Free-text object descriptions:
··········

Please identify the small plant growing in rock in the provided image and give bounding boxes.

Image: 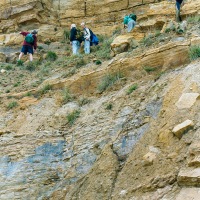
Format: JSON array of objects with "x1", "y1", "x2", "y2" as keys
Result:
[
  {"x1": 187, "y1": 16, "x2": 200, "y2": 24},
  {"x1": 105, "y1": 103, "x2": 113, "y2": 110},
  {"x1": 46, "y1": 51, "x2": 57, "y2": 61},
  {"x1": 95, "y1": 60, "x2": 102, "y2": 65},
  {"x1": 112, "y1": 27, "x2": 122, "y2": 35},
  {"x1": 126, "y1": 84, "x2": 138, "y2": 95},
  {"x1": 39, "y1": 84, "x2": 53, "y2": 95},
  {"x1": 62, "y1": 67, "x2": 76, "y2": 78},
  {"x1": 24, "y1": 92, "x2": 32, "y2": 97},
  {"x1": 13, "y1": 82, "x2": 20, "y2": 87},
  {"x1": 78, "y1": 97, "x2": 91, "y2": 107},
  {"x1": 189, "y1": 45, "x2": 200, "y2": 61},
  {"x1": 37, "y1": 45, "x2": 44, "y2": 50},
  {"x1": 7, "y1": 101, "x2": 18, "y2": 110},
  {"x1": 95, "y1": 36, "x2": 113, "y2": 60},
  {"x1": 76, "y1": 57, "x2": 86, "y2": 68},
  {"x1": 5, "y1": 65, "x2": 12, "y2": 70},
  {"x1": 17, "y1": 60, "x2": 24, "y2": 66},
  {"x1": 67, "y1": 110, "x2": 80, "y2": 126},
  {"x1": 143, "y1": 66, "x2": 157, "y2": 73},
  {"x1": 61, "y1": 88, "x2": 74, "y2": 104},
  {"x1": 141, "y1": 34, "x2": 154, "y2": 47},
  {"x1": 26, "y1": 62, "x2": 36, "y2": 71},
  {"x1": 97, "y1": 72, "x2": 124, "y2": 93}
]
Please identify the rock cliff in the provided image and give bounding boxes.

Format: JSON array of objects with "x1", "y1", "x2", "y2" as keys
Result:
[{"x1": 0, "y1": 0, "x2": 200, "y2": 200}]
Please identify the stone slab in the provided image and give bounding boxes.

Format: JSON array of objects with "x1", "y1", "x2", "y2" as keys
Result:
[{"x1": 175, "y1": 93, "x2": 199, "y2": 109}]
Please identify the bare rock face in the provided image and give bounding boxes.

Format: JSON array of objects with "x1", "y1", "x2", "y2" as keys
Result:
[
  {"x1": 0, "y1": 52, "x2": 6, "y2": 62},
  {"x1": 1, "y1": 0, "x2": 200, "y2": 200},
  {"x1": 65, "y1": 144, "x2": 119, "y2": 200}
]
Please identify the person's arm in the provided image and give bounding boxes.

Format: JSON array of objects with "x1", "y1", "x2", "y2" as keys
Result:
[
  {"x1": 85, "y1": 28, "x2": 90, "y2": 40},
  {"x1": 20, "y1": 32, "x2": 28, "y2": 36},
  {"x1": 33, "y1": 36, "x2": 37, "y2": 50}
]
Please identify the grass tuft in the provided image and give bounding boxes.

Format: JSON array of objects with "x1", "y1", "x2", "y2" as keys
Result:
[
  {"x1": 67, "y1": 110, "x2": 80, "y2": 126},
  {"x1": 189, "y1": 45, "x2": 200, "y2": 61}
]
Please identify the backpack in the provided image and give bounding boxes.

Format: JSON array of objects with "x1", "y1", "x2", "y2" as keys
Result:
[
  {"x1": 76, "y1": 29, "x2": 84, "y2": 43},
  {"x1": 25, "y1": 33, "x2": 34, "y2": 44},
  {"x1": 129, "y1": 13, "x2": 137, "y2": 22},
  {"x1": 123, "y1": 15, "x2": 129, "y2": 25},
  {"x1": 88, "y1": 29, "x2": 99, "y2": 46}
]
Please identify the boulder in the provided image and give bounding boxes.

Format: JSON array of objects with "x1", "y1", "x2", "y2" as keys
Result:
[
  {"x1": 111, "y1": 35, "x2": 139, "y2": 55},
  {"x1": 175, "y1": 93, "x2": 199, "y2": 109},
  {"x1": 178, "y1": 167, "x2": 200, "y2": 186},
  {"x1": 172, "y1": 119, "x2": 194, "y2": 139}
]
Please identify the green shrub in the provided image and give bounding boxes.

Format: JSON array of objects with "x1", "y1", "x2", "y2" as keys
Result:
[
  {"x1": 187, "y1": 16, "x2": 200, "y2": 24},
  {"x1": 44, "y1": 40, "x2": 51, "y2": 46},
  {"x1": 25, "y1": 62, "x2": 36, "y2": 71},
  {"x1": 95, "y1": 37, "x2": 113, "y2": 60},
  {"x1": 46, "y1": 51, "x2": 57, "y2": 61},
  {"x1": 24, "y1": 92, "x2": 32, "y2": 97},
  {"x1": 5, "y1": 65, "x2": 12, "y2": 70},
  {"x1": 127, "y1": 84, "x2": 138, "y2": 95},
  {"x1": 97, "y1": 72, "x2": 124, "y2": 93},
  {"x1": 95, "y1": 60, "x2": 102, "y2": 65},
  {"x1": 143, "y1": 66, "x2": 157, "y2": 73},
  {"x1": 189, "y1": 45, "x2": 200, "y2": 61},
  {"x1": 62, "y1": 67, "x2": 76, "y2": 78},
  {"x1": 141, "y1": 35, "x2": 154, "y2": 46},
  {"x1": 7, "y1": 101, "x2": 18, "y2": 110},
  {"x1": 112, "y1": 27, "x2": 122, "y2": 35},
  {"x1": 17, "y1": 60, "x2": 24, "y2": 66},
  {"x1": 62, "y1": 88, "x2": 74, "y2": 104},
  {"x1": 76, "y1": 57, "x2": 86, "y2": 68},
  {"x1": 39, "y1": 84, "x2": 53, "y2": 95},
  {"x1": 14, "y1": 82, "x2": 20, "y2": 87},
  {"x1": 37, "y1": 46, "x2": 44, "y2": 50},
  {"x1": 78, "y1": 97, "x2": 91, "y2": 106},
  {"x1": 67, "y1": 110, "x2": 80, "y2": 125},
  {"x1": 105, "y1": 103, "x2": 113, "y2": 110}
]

··········

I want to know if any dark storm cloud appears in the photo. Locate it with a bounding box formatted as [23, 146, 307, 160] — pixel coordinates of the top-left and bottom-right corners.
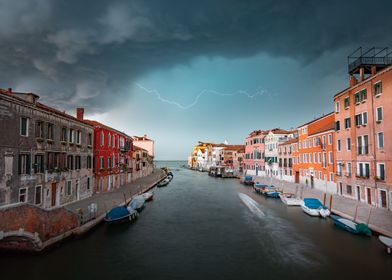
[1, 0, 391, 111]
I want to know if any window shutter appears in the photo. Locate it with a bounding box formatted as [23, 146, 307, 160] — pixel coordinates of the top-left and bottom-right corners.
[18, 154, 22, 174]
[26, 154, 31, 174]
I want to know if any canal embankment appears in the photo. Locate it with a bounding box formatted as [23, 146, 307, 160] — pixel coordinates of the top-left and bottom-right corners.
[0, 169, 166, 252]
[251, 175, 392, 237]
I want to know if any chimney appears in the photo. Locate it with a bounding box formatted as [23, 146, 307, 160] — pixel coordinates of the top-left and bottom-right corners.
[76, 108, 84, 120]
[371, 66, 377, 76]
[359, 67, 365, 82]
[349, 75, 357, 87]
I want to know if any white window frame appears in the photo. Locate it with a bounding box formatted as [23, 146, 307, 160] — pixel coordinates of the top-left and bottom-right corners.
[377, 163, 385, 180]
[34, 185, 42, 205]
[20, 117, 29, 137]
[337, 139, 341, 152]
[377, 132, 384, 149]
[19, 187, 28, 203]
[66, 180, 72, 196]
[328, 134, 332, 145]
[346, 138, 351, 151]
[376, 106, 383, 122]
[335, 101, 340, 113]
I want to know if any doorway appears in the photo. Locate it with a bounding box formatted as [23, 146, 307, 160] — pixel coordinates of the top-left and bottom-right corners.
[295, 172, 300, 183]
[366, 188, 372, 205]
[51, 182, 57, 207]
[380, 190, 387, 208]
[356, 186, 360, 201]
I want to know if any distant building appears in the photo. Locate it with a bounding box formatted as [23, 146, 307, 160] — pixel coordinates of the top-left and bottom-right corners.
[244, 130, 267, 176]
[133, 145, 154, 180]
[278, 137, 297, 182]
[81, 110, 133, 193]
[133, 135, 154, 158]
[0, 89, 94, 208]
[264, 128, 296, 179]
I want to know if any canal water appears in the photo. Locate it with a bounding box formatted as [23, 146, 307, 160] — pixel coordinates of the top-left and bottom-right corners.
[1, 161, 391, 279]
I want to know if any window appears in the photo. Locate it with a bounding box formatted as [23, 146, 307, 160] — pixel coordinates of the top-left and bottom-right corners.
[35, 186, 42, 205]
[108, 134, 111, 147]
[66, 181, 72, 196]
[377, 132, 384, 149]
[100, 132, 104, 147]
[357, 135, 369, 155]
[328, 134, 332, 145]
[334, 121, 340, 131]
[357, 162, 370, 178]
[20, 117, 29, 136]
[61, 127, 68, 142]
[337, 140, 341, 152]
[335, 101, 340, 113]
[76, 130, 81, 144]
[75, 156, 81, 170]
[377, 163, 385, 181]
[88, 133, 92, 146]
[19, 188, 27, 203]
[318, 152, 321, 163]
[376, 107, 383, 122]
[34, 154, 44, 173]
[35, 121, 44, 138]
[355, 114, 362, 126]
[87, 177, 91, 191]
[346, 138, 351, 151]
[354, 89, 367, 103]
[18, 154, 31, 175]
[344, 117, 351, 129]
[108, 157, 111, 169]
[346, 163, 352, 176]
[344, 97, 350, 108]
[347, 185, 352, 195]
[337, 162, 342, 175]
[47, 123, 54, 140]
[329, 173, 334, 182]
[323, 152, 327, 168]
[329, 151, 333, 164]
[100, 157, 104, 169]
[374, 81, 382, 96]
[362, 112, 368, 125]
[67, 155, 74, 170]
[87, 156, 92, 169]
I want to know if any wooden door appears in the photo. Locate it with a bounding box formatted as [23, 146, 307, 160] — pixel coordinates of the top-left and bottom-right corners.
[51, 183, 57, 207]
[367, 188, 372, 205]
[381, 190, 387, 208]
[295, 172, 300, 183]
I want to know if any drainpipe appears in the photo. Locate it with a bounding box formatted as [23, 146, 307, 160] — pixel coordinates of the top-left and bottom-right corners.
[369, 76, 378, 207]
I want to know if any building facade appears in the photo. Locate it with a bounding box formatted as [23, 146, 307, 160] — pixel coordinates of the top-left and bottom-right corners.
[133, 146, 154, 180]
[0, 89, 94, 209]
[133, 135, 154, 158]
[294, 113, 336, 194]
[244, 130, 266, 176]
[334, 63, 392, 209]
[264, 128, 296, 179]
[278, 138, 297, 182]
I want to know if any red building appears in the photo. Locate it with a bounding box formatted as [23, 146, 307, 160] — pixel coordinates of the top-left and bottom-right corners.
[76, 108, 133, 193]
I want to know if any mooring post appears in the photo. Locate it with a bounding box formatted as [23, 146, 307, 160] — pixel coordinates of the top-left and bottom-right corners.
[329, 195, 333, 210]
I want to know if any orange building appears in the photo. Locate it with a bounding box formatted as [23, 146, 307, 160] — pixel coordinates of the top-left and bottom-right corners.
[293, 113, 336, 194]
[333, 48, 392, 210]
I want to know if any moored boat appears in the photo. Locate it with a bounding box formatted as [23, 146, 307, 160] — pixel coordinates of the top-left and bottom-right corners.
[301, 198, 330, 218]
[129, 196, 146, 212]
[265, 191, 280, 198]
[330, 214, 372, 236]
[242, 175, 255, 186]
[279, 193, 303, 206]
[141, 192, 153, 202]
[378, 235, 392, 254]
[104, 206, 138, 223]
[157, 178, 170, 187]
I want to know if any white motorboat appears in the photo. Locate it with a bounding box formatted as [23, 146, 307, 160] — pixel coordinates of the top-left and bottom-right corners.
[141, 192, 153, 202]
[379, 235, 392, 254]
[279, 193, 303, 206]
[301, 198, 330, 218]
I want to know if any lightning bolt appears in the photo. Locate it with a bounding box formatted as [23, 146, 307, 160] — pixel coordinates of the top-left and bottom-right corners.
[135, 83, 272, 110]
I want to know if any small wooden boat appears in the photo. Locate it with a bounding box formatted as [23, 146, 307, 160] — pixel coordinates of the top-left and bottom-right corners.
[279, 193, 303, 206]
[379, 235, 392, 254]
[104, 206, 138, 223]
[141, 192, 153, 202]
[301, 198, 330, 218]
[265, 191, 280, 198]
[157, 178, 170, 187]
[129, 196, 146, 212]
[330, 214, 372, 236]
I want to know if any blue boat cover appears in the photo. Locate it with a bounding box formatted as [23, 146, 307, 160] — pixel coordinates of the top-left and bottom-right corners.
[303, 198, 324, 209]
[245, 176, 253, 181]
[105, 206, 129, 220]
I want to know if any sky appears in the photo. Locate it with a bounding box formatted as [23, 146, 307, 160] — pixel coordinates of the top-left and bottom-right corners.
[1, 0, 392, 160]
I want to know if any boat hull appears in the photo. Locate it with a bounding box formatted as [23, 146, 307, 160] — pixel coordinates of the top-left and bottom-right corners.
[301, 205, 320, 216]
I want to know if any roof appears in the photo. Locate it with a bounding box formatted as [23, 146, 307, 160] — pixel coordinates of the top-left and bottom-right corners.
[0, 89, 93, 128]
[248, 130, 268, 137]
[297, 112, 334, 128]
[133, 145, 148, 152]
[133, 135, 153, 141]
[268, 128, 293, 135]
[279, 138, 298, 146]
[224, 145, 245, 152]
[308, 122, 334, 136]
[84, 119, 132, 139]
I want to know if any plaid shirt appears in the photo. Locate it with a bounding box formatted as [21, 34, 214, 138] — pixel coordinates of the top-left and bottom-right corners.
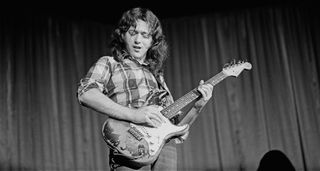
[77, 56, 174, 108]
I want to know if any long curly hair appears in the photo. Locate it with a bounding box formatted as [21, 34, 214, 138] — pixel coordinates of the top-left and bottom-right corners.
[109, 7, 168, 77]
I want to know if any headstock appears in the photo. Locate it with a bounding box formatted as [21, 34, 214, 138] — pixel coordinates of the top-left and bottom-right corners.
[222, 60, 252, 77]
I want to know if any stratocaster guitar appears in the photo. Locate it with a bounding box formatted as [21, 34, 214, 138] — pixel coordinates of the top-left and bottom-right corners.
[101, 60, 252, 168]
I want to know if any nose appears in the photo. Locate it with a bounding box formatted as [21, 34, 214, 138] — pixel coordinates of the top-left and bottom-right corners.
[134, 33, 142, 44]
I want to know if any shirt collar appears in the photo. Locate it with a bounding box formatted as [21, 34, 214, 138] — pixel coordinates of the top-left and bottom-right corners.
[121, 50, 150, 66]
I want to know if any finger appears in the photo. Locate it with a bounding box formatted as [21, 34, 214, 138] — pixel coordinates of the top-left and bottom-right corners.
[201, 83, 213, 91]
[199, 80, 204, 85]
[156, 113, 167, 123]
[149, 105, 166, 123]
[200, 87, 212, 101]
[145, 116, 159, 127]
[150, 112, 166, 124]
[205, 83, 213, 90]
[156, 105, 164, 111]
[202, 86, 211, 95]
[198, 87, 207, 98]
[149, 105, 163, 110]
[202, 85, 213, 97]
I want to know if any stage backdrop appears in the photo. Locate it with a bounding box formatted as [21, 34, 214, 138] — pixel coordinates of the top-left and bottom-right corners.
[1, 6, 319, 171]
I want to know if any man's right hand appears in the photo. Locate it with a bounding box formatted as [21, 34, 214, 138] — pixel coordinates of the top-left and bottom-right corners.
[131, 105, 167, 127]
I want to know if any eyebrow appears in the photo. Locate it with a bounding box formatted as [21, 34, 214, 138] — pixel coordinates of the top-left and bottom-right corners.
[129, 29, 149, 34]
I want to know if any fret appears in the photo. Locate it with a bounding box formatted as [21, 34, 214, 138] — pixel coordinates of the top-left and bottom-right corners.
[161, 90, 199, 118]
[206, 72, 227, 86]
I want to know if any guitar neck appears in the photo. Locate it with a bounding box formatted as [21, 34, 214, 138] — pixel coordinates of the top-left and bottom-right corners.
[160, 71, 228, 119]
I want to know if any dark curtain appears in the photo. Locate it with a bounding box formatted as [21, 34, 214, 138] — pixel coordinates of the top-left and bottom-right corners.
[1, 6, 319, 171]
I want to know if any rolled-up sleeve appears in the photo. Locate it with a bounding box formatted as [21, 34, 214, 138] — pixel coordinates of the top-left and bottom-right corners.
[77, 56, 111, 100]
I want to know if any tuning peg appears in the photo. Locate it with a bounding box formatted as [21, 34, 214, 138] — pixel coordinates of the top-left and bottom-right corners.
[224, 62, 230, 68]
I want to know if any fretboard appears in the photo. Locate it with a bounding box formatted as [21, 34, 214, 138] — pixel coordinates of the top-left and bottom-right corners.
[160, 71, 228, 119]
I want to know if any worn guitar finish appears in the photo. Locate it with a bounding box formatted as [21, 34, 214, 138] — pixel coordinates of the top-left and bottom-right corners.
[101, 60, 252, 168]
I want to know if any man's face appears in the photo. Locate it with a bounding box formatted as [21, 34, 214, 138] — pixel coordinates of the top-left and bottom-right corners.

··········

Exercise directions:
Copy every line where the word "give" is present in the entries above.

Output for this exercise:
Please identify the small plant growing in rock in the provided image and give bounding boxes.
Please identify the rock cliff in the provided image and give bounding boxes.
Please identify the stone slab in the provided image and give bounding boxes.
Please identify the bare rock face in the provided image and give bounding boxes.
Please identify the person's arm in the provided image and give bounding boxes.
Please identify the grass tuft in the provided image and give bounding boxes.
Please identify the backpack in the provided image and give bounding boxes.
Please identify the boulder in the provided image and give bounding boxes.
Please identify the green shrub in the provided image and give bounding boxes.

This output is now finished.